→ TRECHO DA FONTE:
A poesia não serve para absolutamente nada, ainda bem. Não existe nada mais inútil que a danada da poesia. Para quem serve? Sei lá… acho que serve de pano de fundo aos que curtem jogar amarelinha com psiquiatras que investigam as profundezas do espírito humano.
Um poeta precisa ter grupo, site, blogue, livro , ser dinâmico, ativo, empreendedor ? Precisa ganhar prêmios, receber bolsas de criação literária e coisas tais ?

→ INSTRUÇÕES DA TAREFA: Reproduza sem alterações a parte do texto sobre poesia que vai de "Um poeta precisa" até "coisas tais ?", com essas duas passagens incluídas.

(Registros de pontos rotulados)
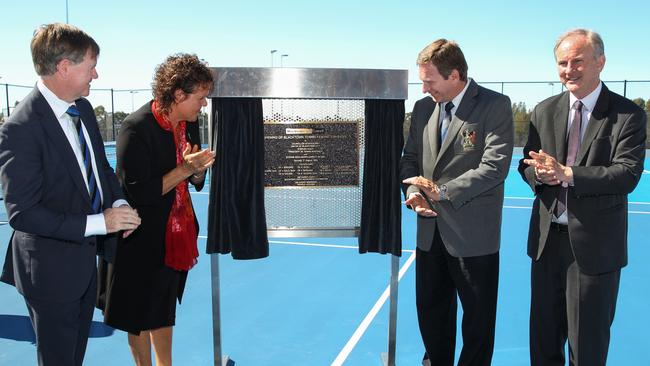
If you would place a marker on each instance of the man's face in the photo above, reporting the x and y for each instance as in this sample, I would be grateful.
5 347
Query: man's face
79 76
440 89
578 67
188 106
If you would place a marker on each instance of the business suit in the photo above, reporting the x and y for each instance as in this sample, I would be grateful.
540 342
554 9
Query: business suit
472 162
592 248
52 263
142 290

→ TAREFA CONCLUÍDA:
Um poeta precisa ter grupo, site, blogue, livro , ser dinâmico, ativo, empreendedor ? Precisa ganhar prêmios, receber bolsas de criação literária e coisas tais ?